══ Supplied material ══

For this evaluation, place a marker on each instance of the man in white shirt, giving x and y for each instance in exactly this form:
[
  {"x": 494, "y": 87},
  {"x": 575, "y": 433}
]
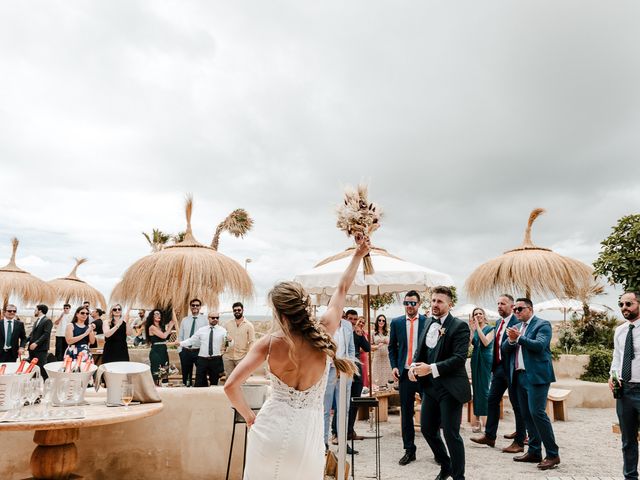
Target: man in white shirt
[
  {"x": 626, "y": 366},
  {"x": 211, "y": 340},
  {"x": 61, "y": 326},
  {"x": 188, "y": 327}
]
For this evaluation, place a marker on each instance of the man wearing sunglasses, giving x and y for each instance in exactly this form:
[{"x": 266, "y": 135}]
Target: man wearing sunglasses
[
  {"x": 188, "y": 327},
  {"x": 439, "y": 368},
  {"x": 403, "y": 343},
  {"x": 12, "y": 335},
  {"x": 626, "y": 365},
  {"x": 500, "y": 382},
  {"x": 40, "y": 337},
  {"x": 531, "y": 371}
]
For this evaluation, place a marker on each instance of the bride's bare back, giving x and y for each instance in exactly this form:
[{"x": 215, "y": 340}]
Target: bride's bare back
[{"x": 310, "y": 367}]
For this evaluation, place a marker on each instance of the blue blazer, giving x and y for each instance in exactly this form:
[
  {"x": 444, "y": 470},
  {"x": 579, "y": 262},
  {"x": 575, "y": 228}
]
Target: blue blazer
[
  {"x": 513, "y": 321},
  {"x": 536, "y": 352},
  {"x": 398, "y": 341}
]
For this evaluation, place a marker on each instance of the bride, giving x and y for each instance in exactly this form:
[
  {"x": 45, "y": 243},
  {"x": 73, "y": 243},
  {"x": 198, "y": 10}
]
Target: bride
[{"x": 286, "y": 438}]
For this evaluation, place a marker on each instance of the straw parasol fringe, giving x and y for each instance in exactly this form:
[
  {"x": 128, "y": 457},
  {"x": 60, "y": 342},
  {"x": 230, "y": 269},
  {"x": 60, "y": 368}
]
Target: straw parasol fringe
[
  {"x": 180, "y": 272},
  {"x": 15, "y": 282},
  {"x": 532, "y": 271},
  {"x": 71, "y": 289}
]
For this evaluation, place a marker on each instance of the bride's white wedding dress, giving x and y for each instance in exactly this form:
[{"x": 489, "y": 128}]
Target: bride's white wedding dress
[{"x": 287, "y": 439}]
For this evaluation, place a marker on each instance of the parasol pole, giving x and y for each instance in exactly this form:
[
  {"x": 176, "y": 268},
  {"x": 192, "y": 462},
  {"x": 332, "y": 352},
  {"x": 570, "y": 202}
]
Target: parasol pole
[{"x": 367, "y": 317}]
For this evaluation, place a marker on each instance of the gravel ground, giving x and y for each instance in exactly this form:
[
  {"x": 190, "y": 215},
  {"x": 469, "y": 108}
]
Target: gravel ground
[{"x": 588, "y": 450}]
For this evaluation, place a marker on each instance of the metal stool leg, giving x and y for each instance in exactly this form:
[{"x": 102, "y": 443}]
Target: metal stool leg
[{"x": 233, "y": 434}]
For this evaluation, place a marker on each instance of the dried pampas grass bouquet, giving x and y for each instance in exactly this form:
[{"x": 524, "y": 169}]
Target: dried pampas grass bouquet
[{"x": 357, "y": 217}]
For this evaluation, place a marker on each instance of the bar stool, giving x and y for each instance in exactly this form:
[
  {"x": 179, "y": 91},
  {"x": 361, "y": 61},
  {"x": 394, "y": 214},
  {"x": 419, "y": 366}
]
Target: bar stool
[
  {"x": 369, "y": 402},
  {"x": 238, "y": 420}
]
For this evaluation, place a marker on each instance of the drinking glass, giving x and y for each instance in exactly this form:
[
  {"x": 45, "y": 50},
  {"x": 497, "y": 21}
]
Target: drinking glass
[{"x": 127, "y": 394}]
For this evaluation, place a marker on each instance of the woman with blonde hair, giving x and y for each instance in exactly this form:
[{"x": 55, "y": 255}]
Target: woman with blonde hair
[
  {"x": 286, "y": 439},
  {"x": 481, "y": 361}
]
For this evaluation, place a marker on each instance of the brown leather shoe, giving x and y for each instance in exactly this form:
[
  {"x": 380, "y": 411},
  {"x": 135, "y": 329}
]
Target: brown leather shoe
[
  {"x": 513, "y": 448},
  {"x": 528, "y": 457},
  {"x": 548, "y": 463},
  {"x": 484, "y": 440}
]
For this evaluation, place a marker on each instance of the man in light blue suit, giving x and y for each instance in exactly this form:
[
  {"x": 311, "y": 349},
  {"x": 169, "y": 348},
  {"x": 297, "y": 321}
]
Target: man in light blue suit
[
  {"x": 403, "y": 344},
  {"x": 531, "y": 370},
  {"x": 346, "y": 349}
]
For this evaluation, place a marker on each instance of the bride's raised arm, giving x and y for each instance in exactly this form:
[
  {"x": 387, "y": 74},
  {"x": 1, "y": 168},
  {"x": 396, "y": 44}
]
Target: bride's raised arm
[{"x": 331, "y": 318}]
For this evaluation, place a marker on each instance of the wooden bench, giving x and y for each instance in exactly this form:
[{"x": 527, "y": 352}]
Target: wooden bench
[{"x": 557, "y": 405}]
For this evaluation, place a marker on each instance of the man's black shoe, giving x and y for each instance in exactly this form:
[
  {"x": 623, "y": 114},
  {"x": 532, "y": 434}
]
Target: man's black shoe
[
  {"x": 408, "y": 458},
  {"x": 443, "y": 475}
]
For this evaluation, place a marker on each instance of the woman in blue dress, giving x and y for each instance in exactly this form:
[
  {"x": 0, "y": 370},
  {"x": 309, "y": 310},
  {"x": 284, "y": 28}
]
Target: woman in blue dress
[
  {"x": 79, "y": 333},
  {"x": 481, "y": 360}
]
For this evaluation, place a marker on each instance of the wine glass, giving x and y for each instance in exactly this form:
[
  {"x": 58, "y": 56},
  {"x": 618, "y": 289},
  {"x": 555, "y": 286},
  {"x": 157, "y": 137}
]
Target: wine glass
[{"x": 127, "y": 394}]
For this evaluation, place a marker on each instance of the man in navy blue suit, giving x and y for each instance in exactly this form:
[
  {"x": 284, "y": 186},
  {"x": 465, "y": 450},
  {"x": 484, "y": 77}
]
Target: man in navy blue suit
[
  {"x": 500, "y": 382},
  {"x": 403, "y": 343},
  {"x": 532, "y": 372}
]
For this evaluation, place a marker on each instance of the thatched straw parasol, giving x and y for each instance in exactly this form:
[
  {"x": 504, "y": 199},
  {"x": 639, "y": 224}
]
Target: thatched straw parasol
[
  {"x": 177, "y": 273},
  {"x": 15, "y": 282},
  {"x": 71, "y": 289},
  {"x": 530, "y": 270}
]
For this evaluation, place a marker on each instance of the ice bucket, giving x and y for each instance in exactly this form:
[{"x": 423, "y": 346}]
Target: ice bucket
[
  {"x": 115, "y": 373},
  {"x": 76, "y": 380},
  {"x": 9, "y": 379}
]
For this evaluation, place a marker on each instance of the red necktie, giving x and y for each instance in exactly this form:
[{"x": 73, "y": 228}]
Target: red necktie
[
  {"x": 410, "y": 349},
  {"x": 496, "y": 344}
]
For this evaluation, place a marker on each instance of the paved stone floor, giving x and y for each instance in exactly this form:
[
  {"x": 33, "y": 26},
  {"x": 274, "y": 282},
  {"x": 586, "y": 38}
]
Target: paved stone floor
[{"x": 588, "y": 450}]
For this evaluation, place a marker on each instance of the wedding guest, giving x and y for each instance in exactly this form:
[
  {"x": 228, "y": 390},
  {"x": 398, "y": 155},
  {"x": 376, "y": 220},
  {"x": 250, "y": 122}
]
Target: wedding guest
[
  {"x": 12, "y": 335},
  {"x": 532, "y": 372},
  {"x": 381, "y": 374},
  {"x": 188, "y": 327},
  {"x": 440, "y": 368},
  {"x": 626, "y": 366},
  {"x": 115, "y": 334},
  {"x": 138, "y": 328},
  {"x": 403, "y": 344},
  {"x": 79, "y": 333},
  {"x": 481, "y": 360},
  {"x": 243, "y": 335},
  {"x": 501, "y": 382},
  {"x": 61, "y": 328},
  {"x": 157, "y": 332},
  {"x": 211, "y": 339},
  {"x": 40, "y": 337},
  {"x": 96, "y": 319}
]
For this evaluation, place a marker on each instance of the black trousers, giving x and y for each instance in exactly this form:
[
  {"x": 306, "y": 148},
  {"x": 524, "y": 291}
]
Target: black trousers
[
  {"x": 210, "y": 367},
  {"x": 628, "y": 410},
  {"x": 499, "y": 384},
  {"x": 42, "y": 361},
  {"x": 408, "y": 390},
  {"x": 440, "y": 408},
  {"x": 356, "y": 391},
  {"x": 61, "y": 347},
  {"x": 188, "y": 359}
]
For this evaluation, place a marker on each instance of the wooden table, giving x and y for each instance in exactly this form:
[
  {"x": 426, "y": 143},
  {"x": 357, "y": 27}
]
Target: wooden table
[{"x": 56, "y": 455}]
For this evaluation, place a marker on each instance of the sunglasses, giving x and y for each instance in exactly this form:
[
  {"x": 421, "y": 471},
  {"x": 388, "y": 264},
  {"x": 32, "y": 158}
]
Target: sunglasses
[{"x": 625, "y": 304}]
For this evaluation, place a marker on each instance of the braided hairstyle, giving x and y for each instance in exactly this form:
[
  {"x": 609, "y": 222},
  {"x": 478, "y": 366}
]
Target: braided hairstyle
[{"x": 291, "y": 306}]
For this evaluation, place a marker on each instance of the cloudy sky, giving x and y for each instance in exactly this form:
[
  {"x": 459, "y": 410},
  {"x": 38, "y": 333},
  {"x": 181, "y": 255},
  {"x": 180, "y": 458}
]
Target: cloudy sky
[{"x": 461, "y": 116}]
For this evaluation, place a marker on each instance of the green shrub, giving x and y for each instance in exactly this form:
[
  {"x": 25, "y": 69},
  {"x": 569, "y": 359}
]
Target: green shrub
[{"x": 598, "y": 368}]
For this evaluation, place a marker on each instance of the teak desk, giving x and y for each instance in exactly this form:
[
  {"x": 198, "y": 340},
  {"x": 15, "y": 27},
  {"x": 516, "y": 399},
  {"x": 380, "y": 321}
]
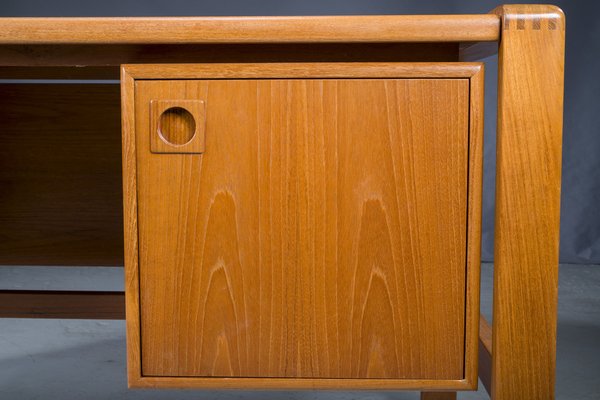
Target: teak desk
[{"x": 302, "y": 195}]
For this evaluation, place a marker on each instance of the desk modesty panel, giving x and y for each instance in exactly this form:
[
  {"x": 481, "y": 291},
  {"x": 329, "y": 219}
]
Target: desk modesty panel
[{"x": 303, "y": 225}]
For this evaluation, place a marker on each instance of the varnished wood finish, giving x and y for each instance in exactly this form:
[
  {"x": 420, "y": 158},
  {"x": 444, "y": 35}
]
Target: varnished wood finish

═══
══ Supplied material ══

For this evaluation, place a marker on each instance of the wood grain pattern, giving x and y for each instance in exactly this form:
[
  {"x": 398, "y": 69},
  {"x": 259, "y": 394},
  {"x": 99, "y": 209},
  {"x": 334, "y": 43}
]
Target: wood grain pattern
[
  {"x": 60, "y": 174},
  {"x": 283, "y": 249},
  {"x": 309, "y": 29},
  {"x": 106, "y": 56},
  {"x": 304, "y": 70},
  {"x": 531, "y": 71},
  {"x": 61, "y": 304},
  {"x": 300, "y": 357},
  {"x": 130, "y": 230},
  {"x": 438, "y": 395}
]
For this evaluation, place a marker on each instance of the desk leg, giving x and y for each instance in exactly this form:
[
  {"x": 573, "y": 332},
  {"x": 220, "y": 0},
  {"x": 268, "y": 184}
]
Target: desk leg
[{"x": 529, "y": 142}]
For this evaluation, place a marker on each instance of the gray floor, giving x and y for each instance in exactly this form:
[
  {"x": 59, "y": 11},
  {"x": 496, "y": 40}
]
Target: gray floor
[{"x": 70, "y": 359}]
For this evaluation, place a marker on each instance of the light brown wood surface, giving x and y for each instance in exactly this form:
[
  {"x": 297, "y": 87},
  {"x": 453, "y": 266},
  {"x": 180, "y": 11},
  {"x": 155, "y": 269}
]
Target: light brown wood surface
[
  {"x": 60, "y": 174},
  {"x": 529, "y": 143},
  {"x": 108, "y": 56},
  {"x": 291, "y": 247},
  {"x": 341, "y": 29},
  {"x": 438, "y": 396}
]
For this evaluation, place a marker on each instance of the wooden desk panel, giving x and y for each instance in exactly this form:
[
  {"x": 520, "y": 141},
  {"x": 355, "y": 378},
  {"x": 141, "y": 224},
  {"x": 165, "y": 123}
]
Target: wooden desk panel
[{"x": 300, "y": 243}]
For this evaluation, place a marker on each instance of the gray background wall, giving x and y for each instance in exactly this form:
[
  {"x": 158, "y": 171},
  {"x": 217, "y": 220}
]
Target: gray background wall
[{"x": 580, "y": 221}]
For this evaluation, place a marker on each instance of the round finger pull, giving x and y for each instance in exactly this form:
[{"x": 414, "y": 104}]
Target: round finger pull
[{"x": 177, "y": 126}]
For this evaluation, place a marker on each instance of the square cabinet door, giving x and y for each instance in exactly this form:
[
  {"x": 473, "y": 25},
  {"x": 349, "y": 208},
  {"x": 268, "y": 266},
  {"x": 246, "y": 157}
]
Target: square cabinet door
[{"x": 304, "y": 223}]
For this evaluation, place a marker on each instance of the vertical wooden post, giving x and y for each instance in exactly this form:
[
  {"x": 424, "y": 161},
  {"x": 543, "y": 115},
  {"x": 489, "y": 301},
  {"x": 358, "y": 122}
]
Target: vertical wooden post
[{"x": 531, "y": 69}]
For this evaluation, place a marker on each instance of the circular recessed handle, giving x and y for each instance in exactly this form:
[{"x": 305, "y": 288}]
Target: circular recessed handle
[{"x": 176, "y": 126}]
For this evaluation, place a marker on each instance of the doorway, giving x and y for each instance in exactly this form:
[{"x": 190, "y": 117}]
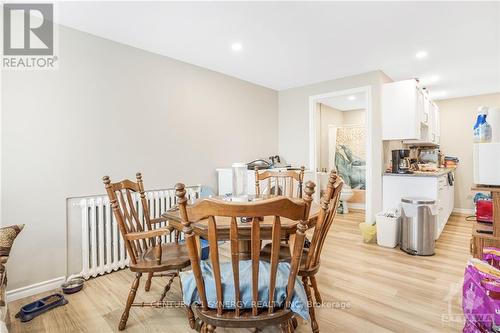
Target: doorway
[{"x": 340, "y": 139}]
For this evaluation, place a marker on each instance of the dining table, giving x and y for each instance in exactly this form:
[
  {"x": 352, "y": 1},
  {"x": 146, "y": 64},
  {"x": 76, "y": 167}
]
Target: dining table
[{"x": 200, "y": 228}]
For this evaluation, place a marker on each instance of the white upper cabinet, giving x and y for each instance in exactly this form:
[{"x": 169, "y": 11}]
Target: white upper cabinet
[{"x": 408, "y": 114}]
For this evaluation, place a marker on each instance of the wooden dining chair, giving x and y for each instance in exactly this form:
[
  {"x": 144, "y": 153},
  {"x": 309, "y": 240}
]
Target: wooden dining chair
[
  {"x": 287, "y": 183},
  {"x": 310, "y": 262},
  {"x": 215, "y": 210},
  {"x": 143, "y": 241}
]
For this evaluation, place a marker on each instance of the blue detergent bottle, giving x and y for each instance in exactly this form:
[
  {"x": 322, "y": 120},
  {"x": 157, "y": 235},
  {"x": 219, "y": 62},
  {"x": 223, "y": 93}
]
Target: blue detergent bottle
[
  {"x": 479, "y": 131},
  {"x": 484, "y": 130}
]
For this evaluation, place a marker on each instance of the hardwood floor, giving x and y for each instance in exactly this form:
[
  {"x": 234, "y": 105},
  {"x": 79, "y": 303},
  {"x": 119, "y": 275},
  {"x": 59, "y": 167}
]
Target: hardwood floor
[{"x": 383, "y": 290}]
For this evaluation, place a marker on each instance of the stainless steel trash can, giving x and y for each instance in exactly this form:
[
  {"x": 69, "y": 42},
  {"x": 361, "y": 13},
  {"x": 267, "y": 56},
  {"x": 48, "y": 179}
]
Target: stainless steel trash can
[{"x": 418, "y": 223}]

═══

__Direction__.
Can you render the lines between the one holding "of the teak" and the one holding "Target: varnished wood finish", inclusive, as a numbered list with blank lines dropped? Leave the pictures out.

__Response for this exercise__.
1. For this evaluation, place a marker on each instance of the teak desk, giving x and y for each instance in exactly this form:
2. [
3.   {"x": 198, "y": 340},
4.   {"x": 15, "y": 27},
5.   {"x": 516, "y": 399},
6.   {"x": 380, "y": 321}
7. ]
8. Target: teak desk
9. [{"x": 302, "y": 195}]
10. For this evaluation, place a marker on each instance of the desk modesty panel, giving x and y for each instance in exactly this form:
11. [
12.   {"x": 481, "y": 291},
13.   {"x": 329, "y": 219}
14. ]
15. Target: desk modesty panel
16. [{"x": 303, "y": 225}]
17. For this evaluation, place a marker on each instance of the varnished wood finish, giving x and y for each instance in exactly this form:
18. [
19.   {"x": 420, "y": 158},
20.   {"x": 444, "y": 35}
21. ]
22. Target: varnished wood finish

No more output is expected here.